------ Texto

Joaquín “El Chapo” Guzmán lleva nueve años en reclusión continua, primero en México y desde 2017 en una prisión de máxima seguridad en EEUU
Durante este periodo, diversos informes médicos y periciales han documentado un deterioro preocupante en su salud física y emocional.
Un dictamen forense elaborado en septiembre de 2016, cuando Guzmán aún se encontraba recluido en el penal federal de Ciudad Juárez, expone los primeros signos de esta decadencia. Basado en el Protocolo de Estambul y firmado por el perito Julio César Ayuzo González, el informe retrata a un hombre en franco desgaste: con dificultades para sostener la mirada, una postura corporal inestable, habla lenta y tono emocional apagado. “Estoy mal”, confesó durante la evaluación clínica.
El exnarcotraficante describió condiciones de encierro extremas tras su captura en enero de 2016. “Desde que me detuvieron en Almoloya todo se volvió un infierno”, dijo. Relató que era despertado cada cuatro horas, que la luz de su celda permanecía encendida permanentemente y que siempre había un custodio observándolo, incluso al usar el baño. “No me han golpeado, pero preferiría eso a que no me dejen dormir”, expresó.

------------

Preguntas de estudio>
1 – Transcribe del texto sobre la salud de Guzmán el fragmento que empieza en las palabras "Un dictamen forense" y termina después de "la evaluación clínica.".
2 – Según el texto sobre la salud de Guzmán, ¿qué signos de desgaste retrata el informe forense de septiembre de 2016?

------ Material extraído

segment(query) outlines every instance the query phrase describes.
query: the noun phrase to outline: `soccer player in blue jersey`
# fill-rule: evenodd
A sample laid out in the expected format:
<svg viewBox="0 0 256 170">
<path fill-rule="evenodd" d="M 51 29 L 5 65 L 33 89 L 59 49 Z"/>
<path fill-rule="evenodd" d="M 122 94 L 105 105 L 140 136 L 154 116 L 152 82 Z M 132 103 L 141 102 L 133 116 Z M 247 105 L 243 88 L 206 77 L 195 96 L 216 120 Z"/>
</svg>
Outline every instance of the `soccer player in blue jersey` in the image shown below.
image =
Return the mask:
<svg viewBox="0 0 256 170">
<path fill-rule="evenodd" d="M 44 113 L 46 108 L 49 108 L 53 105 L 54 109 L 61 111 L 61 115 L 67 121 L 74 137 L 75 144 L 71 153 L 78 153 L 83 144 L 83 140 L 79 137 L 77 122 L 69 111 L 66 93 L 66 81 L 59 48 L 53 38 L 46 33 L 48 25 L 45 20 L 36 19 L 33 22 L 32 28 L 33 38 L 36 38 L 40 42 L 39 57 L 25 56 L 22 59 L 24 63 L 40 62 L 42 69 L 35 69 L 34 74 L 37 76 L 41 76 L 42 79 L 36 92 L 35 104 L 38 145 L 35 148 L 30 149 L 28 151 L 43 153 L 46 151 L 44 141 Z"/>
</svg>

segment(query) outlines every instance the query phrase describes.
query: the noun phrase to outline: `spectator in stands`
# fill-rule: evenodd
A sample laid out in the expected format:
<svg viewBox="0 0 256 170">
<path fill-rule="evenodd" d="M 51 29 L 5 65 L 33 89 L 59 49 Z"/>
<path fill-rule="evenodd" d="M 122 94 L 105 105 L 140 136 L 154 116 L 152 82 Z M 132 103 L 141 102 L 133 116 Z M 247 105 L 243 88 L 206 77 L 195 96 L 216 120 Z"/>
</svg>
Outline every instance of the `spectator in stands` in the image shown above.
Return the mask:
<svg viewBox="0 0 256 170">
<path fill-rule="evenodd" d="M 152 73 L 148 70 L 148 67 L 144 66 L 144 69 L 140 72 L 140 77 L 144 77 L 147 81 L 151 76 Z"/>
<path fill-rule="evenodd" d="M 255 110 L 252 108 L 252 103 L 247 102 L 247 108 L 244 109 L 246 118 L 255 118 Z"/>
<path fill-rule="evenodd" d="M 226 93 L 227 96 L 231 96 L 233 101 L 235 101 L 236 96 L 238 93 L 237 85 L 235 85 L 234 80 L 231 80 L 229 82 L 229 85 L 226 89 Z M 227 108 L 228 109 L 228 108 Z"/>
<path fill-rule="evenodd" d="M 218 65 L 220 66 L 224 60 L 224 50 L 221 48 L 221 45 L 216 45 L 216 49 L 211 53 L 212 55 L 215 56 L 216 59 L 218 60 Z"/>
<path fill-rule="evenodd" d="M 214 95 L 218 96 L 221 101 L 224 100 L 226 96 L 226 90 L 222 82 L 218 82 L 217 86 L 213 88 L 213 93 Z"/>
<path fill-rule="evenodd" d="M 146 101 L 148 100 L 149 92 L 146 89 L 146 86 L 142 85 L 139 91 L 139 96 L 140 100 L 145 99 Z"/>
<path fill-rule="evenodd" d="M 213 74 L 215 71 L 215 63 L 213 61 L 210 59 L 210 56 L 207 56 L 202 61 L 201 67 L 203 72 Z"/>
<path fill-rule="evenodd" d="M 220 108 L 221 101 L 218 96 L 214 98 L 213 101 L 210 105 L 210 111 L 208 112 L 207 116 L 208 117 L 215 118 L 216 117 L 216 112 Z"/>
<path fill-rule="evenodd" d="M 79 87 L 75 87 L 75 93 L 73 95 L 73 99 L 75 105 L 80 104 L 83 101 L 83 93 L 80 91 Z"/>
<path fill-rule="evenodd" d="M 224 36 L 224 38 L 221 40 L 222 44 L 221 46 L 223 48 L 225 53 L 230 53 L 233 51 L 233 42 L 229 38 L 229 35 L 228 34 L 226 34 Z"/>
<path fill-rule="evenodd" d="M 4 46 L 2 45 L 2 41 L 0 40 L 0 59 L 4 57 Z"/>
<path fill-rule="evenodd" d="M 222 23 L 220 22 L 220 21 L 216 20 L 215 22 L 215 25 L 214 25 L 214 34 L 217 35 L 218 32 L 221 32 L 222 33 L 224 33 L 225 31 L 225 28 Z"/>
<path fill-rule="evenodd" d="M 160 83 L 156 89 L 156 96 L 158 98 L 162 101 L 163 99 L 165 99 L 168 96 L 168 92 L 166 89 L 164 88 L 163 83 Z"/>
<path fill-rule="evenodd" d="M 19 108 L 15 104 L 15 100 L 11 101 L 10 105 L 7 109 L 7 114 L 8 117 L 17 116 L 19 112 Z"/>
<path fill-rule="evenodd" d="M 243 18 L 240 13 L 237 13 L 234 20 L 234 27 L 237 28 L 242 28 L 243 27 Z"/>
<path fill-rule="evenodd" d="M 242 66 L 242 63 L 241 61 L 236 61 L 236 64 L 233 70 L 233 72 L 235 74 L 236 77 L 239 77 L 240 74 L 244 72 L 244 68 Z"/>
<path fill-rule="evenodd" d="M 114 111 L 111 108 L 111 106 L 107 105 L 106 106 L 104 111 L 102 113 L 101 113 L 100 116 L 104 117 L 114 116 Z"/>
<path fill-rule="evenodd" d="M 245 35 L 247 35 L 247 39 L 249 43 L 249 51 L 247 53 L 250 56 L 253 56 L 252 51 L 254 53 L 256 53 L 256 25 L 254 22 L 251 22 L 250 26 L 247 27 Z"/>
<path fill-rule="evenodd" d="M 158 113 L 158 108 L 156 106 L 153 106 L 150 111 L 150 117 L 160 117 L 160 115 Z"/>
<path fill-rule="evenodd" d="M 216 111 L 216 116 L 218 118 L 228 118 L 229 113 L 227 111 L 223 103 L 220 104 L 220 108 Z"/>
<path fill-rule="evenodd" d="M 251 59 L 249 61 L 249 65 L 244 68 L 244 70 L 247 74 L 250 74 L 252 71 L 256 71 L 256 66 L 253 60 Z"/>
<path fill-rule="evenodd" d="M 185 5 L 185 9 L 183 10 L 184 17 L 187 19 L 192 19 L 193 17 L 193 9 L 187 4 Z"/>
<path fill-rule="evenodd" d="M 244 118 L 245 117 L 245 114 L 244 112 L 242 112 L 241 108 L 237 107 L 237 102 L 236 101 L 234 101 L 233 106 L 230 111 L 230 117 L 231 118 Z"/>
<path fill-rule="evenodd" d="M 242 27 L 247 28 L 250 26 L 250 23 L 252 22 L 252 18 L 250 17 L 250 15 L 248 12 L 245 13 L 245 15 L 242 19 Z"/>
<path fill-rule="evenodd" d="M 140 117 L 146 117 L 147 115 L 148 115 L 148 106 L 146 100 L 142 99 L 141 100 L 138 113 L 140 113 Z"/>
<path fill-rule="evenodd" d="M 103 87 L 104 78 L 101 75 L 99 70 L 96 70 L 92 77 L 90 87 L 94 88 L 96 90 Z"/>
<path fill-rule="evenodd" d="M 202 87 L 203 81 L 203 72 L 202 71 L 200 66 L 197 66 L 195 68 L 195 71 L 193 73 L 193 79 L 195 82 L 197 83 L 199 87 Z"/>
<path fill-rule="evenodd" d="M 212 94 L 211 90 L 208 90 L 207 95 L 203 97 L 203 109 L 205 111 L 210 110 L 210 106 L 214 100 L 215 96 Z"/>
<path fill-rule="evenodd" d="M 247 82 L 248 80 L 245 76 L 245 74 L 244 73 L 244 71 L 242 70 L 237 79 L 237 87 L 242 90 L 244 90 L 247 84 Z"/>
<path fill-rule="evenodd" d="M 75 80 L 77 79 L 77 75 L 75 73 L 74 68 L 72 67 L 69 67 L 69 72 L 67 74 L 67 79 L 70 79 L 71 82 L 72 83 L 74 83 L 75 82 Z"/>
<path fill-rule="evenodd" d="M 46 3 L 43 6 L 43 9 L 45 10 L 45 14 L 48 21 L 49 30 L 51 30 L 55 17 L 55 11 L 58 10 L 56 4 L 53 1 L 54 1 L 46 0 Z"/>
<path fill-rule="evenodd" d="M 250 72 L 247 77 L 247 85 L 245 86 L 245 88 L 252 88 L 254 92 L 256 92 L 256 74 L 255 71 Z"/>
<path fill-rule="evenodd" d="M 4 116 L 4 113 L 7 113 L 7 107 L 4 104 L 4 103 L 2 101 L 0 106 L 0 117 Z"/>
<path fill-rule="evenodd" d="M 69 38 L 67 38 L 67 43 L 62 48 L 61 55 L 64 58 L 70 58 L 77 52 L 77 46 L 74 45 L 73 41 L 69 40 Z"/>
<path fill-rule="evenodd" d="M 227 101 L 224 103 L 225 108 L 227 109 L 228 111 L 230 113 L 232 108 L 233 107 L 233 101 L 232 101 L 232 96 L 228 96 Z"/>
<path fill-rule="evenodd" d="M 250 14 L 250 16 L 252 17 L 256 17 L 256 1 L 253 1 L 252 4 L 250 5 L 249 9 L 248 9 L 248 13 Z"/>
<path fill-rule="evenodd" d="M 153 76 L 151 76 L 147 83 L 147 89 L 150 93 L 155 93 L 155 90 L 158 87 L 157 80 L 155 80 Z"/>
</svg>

------------

Tus respuestas>
1 –
Un dictamen forense elaborado en septiembre de 2016, cuando Guzmán aún se encontraba recluido en el penal federal de Ciudad Juárez, expone los primeros signos de esta decadencia. Basado en el Protocolo de Estambul y firmado por el perito Julio César Ayuzo González, el informe retrata a un hombre en franco desgaste: con dificultades para sostener la mirada, una postura corporal inestable, habla lenta y tono emocional apagado. “Estoy mal”, confesó durante la evaluación clínica.

2 –
- Dificultades para sostener la mirada
- Una postura corporal inestable
- Habla lenta
- Tono emocional apagado